[What you are asked to do] Copy out exactly the lines from the one containing "of the shoreline;" through the end of the records, and no pictures.

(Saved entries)
----

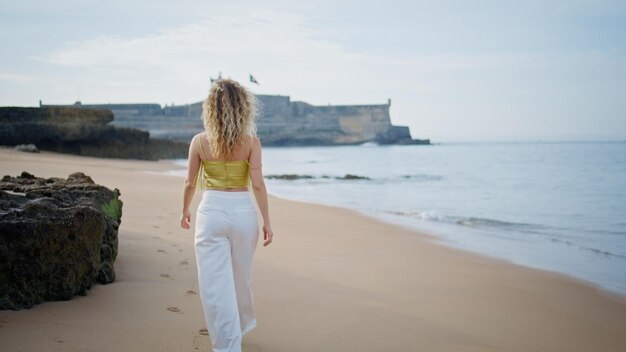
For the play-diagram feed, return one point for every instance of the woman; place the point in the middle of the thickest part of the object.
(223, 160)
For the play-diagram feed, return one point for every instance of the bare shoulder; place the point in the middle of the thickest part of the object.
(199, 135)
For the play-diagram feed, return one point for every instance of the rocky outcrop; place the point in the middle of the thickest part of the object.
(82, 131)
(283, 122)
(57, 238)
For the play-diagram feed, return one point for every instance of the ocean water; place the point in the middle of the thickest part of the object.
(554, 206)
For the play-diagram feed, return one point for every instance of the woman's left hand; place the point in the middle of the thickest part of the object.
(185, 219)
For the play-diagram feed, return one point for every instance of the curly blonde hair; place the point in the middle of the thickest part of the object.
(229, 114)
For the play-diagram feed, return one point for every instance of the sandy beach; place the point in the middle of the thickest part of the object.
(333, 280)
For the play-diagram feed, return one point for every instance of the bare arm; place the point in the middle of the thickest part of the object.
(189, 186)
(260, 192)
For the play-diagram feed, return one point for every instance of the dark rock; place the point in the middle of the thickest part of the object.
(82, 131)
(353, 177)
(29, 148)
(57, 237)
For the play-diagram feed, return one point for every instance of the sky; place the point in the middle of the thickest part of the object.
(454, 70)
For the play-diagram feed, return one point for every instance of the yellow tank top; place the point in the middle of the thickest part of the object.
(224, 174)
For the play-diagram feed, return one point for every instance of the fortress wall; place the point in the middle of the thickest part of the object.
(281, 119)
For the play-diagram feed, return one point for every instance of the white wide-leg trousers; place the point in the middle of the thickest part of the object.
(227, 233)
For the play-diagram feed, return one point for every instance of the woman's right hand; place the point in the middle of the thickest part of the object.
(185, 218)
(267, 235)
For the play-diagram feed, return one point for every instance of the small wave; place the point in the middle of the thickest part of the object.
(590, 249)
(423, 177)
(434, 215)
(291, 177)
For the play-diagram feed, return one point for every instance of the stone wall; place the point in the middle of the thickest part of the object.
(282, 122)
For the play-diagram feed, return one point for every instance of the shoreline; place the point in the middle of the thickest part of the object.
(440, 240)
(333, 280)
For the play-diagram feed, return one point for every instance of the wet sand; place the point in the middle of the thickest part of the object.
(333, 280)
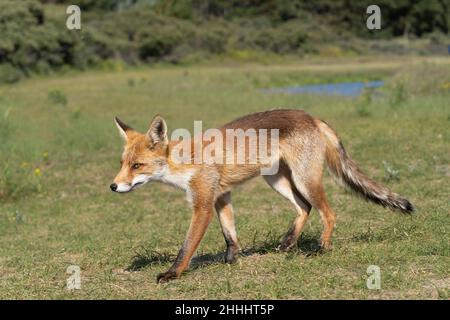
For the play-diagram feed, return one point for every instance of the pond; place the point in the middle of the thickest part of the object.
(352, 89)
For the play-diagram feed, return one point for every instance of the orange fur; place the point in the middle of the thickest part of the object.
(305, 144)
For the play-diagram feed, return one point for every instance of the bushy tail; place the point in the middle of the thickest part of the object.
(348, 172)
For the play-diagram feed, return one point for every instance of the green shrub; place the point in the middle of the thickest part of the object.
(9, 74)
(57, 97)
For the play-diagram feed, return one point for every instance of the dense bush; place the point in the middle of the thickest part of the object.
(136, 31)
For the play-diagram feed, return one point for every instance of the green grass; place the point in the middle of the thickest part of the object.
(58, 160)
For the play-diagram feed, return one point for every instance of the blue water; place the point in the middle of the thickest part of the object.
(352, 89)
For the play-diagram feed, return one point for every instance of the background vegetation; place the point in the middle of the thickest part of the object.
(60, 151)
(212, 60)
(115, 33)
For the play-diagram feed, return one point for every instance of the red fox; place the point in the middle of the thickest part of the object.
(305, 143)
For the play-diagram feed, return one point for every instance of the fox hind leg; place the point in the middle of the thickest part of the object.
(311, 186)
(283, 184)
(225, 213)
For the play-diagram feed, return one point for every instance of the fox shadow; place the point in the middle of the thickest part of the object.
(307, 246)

----

[The solution]
For the play-diagram feed, return one point for every instance of the shoreline; place the point in the middle of the thickest part of the object.
(440, 240)
(333, 280)
For the play-diagram feed, return one point for every instance of the wet sand; place the point in the middle of the thickest part of the object.
(333, 280)
For the play-diagram feed, return one point for every instance of the pond; place the point in the middle of the thickest part of the object.
(352, 89)
For the play-diagram feed, return one point for every instance of the orange fur; place the point in the middle of the thickest part of the object.
(305, 144)
For the play-diagram feed, return one point for every instance of the bushy tail; place the point in the middle of the thickest part of the object.
(348, 172)
For the play-diagram feed, return one point for every instance of the green shrub; place the point in the middle of the thickest part of the object.
(9, 74)
(57, 97)
For the play-diagram feed, return one point for every instance of the dense bush; place the point in the middle of the thickest part of the object.
(136, 31)
For the play-diagram feed, return one point for every instance of the green grass; place the point in the middle of the thickest part of the object.
(58, 160)
For the play-diagram feed, return one point for every instance of the blue water; place the point in the middle of the thickest part of the object.
(352, 89)
For the play-diagram feed, return one point for every instance of the background vegetation; place the point in the middle of the thickest part of the object.
(60, 151)
(212, 60)
(115, 33)
For the play-diagram feed, return one point for every instance of the red fox; place the point in the middle of the thickest part of the object.
(305, 143)
For the play-diagram feed, return one point for every instance of the fox hind leg; place the point in the middle of the thickest part of the object.
(311, 186)
(283, 184)
(225, 213)
For the play-diagram feed, return one point for every instance of the fox shadow; place the point in the middle of the thickest part of the object.
(307, 246)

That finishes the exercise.